- _PROBLEM DETAILS_: In the text on wildlife-vehicle collisions in Malaysia, please name the five types of wildlife the study focuses on.

Published at : 03 Nov 2022
Volume : IJtech
Vol 13, No 6 (2022)
DOI : https://doi.org/10.14716/ijtech.v13i6.5876
Cheng Hao Ng | Faculty of Information Science & Technology, Multimedia University, 75450, Melaka, Malaysia |
Tee Connie | Faculty of Information Science & Technology, Multimedia University, 75450, Melaka, Malaysia |
Kan Yeep Choo | Faculty of Engineering, Multimedia University, Persiaran Multimedia, 63100, Cyberjaya, Malaysia |
Michael Kah Ong Goh | Faculty of Information Science & Technology, Multimedia University, 75450, Melaka, Malaysia |
Wildlife-vehicle
collision (WVC) has been a significant threat to endangered species in
Malaysia. Due to excessive development, tropical rainforests and their
inhabitants have been edged towards extinction. Road buildings and other linear
infrastructures, for instance, have caused forest destruction and forced wild
animals to come out from their natural habitats to compete for resources with
the human-beings. In Malaysia, much precious wildlife have been lost due to
road accidents. Road signs and warning lights have been set up near wildlife
crossing, but these do not help much. In this paper, we aim to propose a
wildlife surveillance mechanism to detect the existence of wildlife near
roadways using visual and audio input. Machine learning classifiers, including
Convolution Neural Network (CNN), Support Vector Machine (SVM), K-nearest
neighbors (KNN), and Naive Bayes, are adopted in the study. We focus on five
types of the most frequently occurring wildlife on the roads: elephants,
tapirs, Malayan bears, tigers, and wild boars. Experimental results demonstrate
that a good accuracy as high as 99% can be achieved using the proposed
approach. On the other hand, the Naïve Bayes classifier ranks the lowest in
performance with an accuracy value only up to 86%.

(Data drawn from a collection)
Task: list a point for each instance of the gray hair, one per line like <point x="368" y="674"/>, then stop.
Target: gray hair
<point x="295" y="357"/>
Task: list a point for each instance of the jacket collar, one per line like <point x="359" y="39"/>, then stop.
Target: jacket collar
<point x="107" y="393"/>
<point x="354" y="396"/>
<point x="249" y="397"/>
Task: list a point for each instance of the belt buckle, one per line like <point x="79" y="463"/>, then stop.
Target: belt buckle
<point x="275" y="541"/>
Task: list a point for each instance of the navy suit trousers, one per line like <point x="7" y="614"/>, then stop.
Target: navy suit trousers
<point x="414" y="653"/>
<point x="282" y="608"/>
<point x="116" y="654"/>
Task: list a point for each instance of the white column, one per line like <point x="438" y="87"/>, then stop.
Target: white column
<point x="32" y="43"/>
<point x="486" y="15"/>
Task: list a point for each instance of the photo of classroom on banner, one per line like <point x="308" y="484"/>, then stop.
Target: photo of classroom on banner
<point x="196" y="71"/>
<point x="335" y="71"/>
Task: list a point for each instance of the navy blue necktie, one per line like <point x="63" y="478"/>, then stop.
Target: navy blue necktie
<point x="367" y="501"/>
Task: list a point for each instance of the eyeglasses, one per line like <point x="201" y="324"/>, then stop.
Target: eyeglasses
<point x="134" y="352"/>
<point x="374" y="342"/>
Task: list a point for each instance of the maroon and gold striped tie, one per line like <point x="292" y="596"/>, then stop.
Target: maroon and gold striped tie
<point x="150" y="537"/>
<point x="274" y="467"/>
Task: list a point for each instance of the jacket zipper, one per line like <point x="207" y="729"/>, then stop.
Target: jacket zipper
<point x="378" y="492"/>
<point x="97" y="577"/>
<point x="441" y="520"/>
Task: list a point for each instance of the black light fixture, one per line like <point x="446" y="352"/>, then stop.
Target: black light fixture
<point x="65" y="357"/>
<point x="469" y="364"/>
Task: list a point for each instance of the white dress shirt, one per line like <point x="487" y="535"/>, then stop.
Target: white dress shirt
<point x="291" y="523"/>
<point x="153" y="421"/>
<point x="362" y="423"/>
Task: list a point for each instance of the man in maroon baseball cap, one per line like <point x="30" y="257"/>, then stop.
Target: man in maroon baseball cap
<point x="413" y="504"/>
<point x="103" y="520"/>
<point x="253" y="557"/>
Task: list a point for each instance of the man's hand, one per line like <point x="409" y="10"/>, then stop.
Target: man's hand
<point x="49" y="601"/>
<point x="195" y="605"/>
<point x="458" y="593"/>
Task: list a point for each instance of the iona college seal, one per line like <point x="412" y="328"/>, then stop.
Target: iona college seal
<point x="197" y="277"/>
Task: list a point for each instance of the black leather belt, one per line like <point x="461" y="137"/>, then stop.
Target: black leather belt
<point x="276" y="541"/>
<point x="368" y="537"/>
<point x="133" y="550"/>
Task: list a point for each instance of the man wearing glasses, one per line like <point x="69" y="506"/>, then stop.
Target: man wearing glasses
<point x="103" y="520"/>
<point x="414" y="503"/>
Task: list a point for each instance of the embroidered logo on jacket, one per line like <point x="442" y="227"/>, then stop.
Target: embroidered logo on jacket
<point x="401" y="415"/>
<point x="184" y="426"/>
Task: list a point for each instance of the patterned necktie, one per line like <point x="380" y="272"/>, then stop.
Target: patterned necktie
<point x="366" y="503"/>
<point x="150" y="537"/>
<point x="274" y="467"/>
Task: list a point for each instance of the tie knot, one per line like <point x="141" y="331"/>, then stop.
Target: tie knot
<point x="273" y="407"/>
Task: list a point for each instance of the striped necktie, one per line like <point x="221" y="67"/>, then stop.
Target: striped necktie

- _SOLUTION_: Elephants, tapirs, Malayan bears, tigers, and wild boars.